E quando dá o exemplo de João Rendeiro, será que ele não se apercebe da contradição em que cai ao falar precisamente de um dos muito ricos que, até 2008, nunca foi incomodado por ninguém enquanto ia aumentando a sua fortuna?


Enfim, ideias confusas, informação falsa, contradições, tentativas de humor completamente falhadas e sem graça, passadismo – a ir buscar coisas de há 50 anos, hoje, que temos um mundo que nada tem a ver com aquele que ele recorda…

... e mal, pois, por exemplo, a história que ele conta do Otelo como sendo verdadeira é uma daquelas que já foi recontada milhares de vezes tendo como protagonistas nacionais e estrangeiros, como o Álvaro Cunhal, o Mário Soares, até Ronald Reagan, e tantos outros no lugar de Otelo! Veja-se este excelente artigo absolutamente esclarecedor sobre este assunto no Diário de Notícias de 01/08/2021, de Rogério Casanova:

Só não fico estupefacto pelo Expresso ter nos seus quadros Miguel Sousa Tavares e estar a pagar-lhe para ele escrever estas enormidades, porque o próprio Expresso (que eu também já deixei de ler desde há uns 15 anos) se tornou um jornal de muito, muito baixa qualidade.

◆ INSTRUÇÕES DO EXERCÍCIO:
a) Repete sem qualquer alteração o trecho do texto de origem que começa em "Só não fico" e acaba em "muito baixa qualidade.".
b) Retoma o texto de crítica a Miguel Sousa Tavares e escreve a sua continuação a partir da última frase.

◆ DADOS FORNECIDOS:
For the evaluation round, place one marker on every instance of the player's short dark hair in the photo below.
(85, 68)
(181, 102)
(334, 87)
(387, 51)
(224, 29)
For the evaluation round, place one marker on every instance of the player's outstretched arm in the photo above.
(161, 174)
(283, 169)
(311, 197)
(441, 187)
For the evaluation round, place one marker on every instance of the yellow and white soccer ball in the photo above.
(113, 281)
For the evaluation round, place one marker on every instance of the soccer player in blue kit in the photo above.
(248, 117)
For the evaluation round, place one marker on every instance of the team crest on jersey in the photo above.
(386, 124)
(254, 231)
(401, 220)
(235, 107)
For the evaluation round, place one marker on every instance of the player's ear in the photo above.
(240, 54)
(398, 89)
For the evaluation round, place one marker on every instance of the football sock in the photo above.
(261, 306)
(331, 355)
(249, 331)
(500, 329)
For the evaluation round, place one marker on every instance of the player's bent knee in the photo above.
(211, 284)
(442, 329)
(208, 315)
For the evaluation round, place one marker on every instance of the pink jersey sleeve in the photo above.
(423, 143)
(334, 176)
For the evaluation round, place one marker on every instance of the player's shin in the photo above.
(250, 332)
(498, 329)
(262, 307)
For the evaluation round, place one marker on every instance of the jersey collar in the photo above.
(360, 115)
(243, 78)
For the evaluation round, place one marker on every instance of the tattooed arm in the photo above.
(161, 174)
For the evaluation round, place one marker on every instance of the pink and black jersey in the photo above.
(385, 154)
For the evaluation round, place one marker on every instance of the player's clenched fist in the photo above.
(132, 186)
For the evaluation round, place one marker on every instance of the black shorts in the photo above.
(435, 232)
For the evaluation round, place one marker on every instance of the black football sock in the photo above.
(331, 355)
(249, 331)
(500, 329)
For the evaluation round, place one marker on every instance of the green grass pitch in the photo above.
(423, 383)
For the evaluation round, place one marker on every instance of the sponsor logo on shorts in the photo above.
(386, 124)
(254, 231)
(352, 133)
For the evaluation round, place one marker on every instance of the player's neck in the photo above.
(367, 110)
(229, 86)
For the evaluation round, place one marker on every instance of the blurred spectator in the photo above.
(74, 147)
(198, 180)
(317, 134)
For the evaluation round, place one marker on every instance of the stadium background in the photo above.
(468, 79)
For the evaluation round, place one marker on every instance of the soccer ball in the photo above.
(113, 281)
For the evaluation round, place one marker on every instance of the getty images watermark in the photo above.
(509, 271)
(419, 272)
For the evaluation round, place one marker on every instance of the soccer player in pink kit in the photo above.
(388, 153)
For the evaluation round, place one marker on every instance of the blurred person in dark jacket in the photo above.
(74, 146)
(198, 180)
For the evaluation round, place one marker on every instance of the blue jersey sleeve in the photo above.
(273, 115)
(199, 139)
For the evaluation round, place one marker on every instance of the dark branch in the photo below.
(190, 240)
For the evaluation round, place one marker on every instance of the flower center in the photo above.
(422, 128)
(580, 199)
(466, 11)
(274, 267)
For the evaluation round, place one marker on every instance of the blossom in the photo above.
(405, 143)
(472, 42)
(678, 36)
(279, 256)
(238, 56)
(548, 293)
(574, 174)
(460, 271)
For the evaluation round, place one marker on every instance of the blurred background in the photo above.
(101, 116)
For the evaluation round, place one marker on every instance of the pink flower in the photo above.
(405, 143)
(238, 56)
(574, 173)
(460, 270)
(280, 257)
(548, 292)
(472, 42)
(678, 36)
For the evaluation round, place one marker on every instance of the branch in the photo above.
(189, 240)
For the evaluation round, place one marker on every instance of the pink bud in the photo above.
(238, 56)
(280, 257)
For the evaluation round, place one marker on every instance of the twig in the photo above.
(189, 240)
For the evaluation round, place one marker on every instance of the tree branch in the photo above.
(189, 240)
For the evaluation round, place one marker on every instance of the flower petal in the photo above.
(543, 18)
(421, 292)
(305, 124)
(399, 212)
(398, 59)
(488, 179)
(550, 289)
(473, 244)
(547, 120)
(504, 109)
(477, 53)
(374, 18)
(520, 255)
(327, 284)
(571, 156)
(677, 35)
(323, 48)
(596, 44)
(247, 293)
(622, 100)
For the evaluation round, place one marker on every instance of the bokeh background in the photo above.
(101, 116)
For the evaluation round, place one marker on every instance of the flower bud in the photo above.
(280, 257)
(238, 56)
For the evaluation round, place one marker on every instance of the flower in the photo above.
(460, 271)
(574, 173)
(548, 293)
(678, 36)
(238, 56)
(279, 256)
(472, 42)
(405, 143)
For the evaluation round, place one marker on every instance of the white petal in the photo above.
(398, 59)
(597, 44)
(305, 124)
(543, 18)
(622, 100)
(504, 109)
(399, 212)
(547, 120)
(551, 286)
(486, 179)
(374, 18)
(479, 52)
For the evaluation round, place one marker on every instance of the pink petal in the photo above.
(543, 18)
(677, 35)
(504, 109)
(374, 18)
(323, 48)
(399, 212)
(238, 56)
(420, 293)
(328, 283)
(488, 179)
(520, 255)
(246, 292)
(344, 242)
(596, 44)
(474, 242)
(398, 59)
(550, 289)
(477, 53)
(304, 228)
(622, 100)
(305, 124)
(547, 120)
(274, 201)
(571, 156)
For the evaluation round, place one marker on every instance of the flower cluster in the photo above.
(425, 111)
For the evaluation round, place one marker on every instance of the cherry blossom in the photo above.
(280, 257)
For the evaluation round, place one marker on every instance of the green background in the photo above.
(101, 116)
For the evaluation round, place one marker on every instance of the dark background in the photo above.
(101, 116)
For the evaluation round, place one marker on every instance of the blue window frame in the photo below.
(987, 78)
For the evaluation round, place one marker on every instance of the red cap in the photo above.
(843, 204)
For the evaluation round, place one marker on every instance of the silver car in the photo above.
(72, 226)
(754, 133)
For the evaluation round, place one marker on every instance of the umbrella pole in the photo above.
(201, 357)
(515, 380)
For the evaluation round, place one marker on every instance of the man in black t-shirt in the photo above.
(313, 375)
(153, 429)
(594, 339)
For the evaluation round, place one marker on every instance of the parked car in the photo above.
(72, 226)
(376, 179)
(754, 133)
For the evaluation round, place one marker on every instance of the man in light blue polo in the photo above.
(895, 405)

◆ RESPOSTAS POR TAREFA:
a)
Só não fico estupefacto pelo Expresso ter nos seus quadros Miguel Sousa Tavares e estar a pagar-lhe para ele escrever estas enormidades, porque o próprio Expresso (que eu também já deixei de ler desde há uns 15 anos) se tornou um jornal de muito, muito baixa qualidade.

b)
Não tenho, portanto, razões para mudar a minha decisão de não voltar a ler ou ouvir Miguel Sousa Tavares. Mas muito obrigado à mesma, porque me permitiu verificar se a minha ideia acerca dele já estaria desatualizada. Não está.

Um forte abraço, muito obrigado mais uma vez e votos de um ótimo fim de semana!

Rui"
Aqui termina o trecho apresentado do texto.